[GIVEN DATA — start]
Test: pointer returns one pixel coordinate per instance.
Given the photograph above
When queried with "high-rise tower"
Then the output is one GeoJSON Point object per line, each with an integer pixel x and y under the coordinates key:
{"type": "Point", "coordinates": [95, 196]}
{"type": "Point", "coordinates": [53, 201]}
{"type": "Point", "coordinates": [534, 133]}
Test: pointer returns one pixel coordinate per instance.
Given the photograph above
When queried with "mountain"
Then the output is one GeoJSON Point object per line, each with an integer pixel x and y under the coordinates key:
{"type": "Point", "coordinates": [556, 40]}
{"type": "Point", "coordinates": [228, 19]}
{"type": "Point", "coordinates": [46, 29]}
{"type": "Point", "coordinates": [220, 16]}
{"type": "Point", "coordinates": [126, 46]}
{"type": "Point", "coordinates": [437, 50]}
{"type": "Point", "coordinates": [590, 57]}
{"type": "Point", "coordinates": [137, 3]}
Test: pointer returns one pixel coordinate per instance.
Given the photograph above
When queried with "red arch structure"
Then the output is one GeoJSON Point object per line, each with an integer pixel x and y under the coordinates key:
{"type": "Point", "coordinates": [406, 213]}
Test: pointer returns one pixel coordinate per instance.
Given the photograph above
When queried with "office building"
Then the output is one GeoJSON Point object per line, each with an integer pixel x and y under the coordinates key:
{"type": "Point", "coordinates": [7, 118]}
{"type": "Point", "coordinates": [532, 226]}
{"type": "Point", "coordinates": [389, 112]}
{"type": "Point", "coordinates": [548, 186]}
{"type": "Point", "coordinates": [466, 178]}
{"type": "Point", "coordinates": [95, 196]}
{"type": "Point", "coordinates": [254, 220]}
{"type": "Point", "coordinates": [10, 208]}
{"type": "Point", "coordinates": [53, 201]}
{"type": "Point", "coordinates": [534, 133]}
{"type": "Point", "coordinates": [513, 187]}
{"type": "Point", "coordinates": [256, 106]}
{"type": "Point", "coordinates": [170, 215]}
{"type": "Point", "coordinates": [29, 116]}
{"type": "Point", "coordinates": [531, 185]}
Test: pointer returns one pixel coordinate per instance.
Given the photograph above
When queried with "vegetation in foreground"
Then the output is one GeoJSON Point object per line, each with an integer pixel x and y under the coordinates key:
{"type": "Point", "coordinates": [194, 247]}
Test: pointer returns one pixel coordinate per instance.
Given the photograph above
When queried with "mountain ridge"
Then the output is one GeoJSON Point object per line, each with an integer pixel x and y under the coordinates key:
[GIVEN DATA — finish]
- **REQUIREMENT**
Go through the listing and transcribe all of it exactly.

- **SOLVED PROBLEM**
Test: pointer returns one pixel coordinate per instance.
Given the photograph above
When queried with "high-rise tower"
Then the output is one GeoJSON Point object per line, each with an integer pixel x and y under the coordinates key:
{"type": "Point", "coordinates": [95, 196]}
{"type": "Point", "coordinates": [53, 201]}
{"type": "Point", "coordinates": [534, 133]}
Test: pointer returns one pixel coordinate per instance.
Given the photograph above
When queried with "mountain"
Then the output is one GeoJSON Point object per line, each with an integer pixel x and y under the coordinates key:
{"type": "Point", "coordinates": [556, 40]}
{"type": "Point", "coordinates": [228, 19]}
{"type": "Point", "coordinates": [46, 29]}
{"type": "Point", "coordinates": [220, 16]}
{"type": "Point", "coordinates": [126, 46]}
{"type": "Point", "coordinates": [437, 50]}
{"type": "Point", "coordinates": [590, 57]}
{"type": "Point", "coordinates": [137, 3]}
Test: pointer returns one pixel coordinate per instance.
Given the photograph above
When queried with "red arch structure"
Then the output is one GeoJSON Point object per line, each with an integer pixel x and y under the coordinates key:
{"type": "Point", "coordinates": [406, 213]}
Test: pointer returns one pixel coordinate per instance.
Given the photograph above
When queried with "office building"
Then the output is one GeoJSON Point object per line, each with an integer pixel x and y under the coordinates key:
{"type": "Point", "coordinates": [7, 118]}
{"type": "Point", "coordinates": [532, 226]}
{"type": "Point", "coordinates": [389, 112]}
{"type": "Point", "coordinates": [548, 186]}
{"type": "Point", "coordinates": [466, 178]}
{"type": "Point", "coordinates": [95, 196]}
{"type": "Point", "coordinates": [254, 220]}
{"type": "Point", "coordinates": [10, 208]}
{"type": "Point", "coordinates": [53, 201]}
{"type": "Point", "coordinates": [534, 133]}
{"type": "Point", "coordinates": [513, 187]}
{"type": "Point", "coordinates": [256, 106]}
{"type": "Point", "coordinates": [170, 215]}
{"type": "Point", "coordinates": [29, 116]}
{"type": "Point", "coordinates": [531, 185]}
Test: pointer returns one pixel coordinate per instance.
Given the photograph above
When queried with "vegetation in foreground"
Then the output is one GeoJSON Point object per line, each with an integer pixel x and y under the coordinates key:
{"type": "Point", "coordinates": [194, 247]}
Test: pointer returns one pixel coordinate per instance.
Given the photograph above
When queried with "mountain ridge"
Then the output is one GeoJSON Point object per line, each with an integer pixel x and y under the coordinates key:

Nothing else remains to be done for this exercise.